Saved entries.
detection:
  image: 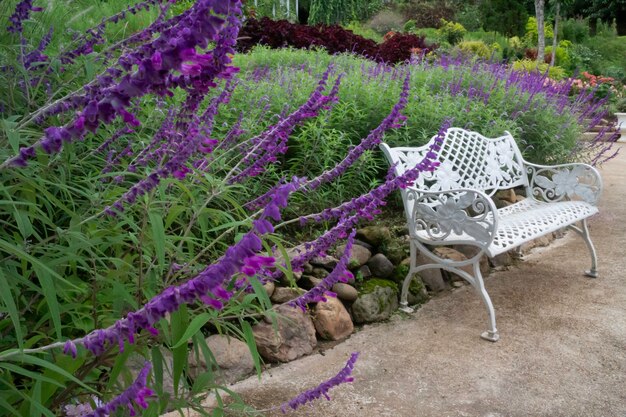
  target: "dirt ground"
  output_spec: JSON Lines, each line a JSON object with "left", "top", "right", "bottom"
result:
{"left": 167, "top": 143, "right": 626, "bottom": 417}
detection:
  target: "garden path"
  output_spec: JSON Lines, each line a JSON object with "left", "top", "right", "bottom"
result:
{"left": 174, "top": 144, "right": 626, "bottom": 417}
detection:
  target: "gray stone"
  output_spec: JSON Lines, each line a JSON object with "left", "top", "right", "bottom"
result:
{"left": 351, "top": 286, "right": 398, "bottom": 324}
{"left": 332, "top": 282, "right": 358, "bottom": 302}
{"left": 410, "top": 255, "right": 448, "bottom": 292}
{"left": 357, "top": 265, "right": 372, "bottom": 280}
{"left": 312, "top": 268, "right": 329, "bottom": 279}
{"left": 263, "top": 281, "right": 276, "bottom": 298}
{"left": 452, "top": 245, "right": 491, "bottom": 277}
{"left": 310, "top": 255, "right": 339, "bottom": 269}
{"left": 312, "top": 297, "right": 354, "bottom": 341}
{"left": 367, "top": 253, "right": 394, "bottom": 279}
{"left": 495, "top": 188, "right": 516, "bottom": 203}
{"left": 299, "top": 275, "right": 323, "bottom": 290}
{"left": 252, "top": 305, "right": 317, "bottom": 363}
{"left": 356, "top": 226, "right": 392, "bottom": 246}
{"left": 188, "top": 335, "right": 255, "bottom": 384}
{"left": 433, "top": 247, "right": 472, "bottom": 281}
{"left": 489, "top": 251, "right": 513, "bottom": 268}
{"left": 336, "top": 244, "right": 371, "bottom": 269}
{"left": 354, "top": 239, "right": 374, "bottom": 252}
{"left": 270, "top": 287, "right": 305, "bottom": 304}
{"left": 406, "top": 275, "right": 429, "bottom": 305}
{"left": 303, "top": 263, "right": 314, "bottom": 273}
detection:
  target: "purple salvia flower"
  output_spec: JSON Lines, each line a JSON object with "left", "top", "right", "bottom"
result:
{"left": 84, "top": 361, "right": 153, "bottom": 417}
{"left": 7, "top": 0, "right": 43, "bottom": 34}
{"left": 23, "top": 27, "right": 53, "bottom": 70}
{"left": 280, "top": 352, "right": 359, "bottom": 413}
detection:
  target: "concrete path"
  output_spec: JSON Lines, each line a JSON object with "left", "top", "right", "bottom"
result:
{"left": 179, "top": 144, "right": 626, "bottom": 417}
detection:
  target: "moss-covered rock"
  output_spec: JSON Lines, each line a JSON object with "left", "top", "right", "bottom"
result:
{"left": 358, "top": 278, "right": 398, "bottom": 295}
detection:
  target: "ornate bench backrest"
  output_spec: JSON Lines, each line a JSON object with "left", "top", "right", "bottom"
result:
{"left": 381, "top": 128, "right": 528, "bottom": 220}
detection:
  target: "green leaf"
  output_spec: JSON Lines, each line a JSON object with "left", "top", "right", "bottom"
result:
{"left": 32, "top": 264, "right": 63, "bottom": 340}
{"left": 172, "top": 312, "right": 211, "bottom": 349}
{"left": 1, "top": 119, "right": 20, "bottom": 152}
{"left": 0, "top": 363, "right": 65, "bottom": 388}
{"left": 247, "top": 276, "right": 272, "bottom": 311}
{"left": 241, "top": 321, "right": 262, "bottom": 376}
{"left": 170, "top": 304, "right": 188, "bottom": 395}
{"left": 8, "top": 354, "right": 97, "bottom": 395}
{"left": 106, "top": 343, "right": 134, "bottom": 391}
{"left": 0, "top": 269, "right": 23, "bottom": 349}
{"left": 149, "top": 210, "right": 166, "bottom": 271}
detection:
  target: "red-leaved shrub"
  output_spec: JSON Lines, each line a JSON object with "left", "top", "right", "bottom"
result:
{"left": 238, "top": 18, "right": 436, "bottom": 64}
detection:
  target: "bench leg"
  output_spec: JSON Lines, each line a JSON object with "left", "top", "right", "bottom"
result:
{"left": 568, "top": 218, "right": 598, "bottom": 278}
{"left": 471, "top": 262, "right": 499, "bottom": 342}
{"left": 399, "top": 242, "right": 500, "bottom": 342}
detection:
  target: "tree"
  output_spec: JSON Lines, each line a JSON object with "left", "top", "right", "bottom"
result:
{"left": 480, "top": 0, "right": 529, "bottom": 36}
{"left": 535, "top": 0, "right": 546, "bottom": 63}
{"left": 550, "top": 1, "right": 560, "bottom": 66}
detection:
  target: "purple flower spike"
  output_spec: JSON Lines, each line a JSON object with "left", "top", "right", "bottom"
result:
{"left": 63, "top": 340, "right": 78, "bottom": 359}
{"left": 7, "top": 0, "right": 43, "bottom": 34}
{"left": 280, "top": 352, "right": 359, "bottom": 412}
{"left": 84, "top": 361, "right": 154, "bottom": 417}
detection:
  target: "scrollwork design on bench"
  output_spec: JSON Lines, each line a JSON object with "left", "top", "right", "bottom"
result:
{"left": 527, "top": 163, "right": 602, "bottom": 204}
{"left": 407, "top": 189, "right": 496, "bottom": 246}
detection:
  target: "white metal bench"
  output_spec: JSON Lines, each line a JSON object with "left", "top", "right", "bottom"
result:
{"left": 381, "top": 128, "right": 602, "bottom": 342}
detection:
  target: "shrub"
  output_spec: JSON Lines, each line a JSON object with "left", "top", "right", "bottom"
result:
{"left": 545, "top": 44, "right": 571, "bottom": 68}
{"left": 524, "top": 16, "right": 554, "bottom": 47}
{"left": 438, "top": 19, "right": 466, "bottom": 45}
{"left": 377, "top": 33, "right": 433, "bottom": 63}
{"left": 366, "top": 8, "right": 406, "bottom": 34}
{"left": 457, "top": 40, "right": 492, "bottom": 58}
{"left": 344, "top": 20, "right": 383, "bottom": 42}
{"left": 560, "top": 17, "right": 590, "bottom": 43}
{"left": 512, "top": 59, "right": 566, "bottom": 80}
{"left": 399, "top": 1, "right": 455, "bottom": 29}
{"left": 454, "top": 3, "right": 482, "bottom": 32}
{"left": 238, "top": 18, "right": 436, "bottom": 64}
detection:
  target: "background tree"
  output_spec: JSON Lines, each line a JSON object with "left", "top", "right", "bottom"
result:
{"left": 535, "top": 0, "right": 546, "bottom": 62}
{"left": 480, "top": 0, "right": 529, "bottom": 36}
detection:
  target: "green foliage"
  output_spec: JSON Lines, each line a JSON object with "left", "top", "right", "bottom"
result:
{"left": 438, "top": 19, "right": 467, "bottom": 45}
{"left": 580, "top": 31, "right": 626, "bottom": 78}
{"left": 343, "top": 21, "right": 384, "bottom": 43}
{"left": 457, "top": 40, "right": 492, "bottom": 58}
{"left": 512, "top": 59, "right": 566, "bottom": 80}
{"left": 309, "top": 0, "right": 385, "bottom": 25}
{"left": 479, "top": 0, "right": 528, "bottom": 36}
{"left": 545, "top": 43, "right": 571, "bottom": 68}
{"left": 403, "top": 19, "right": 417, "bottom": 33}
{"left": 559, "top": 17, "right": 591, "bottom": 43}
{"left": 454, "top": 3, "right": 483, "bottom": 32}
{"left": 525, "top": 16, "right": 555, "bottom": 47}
...
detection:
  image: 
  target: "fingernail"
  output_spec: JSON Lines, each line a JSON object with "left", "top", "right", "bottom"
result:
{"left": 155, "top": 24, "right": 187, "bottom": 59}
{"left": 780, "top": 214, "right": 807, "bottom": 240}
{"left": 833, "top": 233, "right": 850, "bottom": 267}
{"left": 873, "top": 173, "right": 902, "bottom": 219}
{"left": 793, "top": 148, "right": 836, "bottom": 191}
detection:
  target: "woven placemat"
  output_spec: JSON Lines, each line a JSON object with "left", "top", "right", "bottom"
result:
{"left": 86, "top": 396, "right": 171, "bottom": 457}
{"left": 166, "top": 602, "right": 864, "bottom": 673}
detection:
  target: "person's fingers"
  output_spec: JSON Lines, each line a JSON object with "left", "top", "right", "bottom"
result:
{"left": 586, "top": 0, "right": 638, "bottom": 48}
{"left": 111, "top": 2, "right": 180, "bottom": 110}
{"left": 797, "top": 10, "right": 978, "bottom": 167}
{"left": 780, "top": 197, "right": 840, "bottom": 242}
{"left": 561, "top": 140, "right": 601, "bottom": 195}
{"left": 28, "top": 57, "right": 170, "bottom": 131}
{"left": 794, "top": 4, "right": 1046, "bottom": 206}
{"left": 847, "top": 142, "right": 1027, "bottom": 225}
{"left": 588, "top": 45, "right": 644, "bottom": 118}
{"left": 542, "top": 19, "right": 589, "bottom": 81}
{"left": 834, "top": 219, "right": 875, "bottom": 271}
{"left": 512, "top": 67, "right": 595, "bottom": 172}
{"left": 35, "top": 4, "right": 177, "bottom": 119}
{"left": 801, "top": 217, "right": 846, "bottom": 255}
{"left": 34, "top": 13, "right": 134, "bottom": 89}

DESCRIPTION OF THE TASK. Return each line in the records that holds the string "tree".

ANSWER.
  target: "tree"
  target: "background tree"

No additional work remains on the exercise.